Data in this exercise:
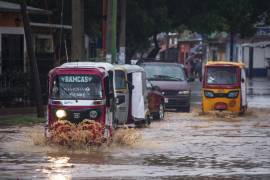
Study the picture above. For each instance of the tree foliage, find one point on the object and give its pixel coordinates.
(145, 19)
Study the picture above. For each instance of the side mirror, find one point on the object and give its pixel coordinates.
(130, 85)
(190, 79)
(156, 88)
(120, 99)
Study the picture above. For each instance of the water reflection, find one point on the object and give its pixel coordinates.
(58, 168)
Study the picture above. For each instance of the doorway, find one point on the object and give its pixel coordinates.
(12, 53)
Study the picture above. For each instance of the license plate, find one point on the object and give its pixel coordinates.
(166, 100)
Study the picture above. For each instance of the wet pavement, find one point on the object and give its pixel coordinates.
(185, 145)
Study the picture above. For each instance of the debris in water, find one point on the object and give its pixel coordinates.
(127, 136)
(87, 132)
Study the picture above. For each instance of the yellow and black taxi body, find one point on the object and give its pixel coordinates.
(224, 87)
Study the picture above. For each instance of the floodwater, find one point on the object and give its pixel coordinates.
(185, 145)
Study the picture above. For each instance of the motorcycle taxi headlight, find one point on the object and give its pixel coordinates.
(233, 94)
(93, 114)
(183, 92)
(209, 94)
(60, 113)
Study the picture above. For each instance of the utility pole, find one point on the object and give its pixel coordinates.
(77, 47)
(109, 32)
(32, 58)
(114, 23)
(104, 28)
(122, 41)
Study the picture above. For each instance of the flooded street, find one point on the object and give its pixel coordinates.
(185, 145)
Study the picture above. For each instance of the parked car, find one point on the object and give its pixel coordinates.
(171, 79)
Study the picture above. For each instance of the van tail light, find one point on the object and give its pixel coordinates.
(220, 106)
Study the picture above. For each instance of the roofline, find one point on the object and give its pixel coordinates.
(15, 8)
(213, 63)
(50, 25)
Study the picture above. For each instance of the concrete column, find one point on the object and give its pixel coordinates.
(77, 47)
(0, 53)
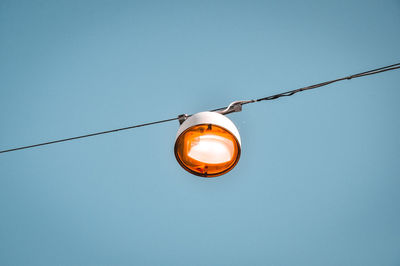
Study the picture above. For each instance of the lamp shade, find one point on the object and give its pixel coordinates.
(207, 144)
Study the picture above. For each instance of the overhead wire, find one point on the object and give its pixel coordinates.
(268, 98)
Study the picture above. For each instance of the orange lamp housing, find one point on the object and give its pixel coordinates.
(207, 144)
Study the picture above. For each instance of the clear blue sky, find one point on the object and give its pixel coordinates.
(319, 177)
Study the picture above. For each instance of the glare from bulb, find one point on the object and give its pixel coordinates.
(212, 149)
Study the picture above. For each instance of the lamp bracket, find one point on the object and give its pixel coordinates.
(234, 107)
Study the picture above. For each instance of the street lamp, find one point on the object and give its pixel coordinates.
(208, 143)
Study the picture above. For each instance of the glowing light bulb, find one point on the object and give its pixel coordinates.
(207, 144)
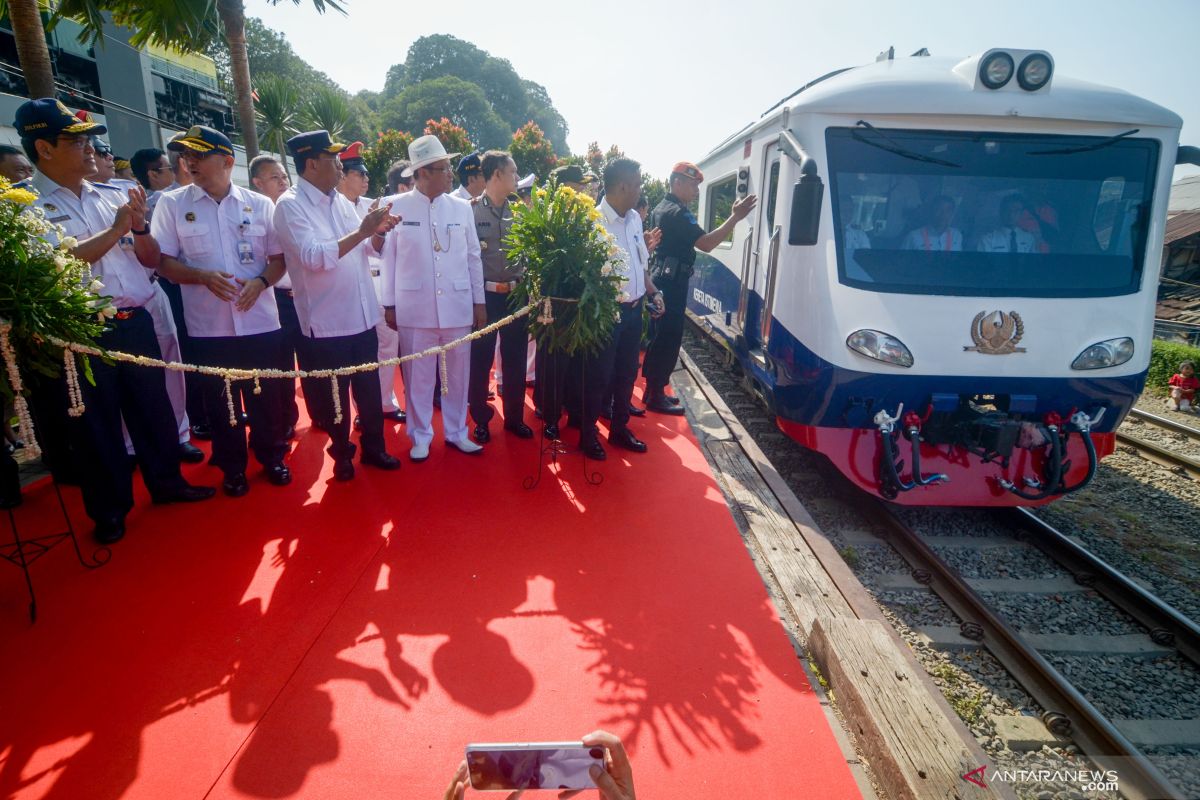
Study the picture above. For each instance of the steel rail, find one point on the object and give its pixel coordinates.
(1167, 625)
(1067, 711)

Task:
Only the lines from the one containing "Study the picture above. For each instance of the steel" to the end of the listing belong in the output, each reproduced exactly.

Task solution:
Study the picture above. For each instance of the steel rail, find one point on the object and give its pixel coordinates.
(1167, 625)
(1067, 711)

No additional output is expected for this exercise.